- [Data entries]:
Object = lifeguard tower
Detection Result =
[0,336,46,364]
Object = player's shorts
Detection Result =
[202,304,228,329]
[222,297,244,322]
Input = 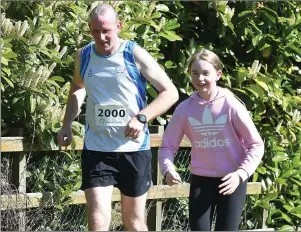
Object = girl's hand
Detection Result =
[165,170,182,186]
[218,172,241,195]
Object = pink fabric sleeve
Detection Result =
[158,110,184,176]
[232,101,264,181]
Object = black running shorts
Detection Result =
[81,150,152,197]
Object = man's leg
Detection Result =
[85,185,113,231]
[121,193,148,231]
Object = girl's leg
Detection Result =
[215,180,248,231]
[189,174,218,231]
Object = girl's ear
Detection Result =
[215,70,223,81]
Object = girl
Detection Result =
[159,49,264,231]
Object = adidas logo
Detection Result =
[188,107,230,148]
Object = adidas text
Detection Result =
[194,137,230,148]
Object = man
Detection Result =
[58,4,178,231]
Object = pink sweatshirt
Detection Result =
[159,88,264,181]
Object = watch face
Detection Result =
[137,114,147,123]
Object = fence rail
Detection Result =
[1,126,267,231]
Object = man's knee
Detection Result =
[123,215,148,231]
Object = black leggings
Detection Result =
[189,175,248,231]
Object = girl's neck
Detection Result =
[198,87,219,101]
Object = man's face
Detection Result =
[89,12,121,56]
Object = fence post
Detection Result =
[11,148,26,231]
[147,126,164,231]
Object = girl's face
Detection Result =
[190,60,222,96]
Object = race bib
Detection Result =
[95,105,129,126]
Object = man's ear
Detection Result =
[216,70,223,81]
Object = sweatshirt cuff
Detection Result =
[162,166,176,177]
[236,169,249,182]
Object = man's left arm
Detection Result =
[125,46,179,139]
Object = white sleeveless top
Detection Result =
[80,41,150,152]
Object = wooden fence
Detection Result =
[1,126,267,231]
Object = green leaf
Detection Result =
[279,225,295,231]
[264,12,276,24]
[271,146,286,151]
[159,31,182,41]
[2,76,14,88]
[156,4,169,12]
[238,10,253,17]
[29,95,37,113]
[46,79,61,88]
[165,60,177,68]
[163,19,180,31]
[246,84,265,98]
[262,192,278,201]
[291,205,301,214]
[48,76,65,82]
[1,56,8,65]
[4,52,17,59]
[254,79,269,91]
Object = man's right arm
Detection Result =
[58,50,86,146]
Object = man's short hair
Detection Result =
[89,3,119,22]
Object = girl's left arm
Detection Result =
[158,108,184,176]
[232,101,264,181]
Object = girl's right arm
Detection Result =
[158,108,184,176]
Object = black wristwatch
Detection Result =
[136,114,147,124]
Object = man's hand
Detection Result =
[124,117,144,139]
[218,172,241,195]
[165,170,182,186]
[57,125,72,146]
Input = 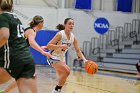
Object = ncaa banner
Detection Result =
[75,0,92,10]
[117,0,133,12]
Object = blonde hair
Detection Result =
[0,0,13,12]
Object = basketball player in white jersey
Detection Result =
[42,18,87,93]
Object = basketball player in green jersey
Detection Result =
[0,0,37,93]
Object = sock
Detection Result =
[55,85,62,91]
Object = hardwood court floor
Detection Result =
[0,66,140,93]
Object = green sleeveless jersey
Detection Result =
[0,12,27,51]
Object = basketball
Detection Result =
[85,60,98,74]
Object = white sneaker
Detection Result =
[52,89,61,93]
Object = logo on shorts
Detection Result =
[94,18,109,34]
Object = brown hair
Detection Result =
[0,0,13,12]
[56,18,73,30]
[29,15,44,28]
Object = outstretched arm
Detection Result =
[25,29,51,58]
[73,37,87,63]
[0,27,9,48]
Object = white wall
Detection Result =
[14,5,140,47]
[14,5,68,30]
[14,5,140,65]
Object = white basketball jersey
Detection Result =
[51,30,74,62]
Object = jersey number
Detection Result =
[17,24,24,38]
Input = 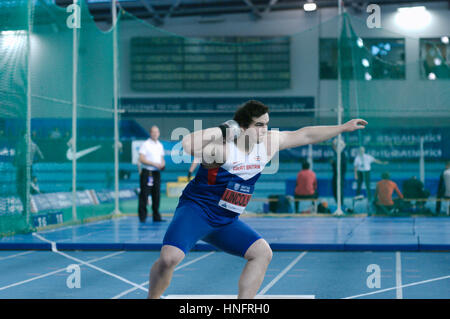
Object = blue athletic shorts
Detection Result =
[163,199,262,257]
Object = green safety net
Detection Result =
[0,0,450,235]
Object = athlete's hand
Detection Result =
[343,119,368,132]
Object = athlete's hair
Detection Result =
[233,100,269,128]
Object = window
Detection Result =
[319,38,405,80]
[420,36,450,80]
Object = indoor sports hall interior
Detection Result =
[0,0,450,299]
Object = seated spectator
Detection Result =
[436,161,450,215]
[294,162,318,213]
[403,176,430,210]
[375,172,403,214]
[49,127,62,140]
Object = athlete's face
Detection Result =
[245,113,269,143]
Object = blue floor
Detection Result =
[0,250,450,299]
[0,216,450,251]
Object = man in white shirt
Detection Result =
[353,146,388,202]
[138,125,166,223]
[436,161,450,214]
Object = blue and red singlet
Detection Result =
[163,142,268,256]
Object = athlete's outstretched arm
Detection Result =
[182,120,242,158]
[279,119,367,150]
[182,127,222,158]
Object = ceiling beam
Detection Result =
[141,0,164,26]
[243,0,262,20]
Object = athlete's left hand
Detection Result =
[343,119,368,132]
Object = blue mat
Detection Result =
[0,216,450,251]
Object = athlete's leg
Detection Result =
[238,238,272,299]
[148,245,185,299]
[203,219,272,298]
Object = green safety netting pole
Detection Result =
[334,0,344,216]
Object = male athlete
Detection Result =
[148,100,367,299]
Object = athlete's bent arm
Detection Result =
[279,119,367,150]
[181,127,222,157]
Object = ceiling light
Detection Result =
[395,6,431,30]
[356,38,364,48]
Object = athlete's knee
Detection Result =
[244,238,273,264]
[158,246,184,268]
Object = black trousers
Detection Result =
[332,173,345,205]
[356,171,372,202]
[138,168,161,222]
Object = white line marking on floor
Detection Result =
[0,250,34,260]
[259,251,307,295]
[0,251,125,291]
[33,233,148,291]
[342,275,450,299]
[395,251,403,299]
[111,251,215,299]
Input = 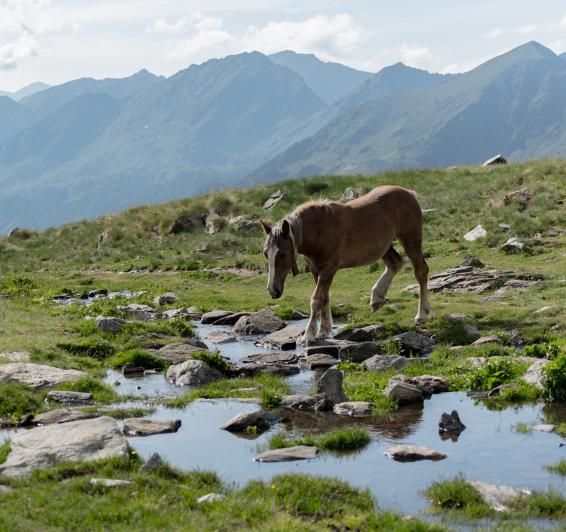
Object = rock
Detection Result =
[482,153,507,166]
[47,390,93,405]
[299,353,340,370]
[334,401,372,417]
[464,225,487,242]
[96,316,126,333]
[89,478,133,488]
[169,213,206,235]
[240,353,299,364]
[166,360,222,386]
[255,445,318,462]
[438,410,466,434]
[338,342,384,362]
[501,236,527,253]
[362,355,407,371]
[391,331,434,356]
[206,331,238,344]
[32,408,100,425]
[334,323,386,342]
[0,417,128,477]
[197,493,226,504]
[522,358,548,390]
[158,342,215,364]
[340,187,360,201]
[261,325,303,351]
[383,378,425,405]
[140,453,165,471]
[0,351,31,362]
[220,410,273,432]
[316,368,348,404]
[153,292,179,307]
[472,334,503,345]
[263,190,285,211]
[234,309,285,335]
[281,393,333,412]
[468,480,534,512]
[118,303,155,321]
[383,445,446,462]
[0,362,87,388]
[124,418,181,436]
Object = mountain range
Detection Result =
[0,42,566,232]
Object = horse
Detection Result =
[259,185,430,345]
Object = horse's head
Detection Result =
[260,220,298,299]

- [Stated task]:
Rewrite the part of the records that opens with the line containing "Object = black trousers" and closes with the line containing "[111,251,215,299]", swapping "floor" for "court" and keeping everything else the same.

- [Answer in full]:
Object = black trousers
Detection Result =
[332,173,345,205]
[356,171,372,202]
[138,168,161,222]
Object = white line marking on court
Detection Result =
[0,250,34,260]
[259,251,307,295]
[0,251,125,291]
[33,233,148,291]
[342,275,450,299]
[395,251,403,299]
[111,251,215,299]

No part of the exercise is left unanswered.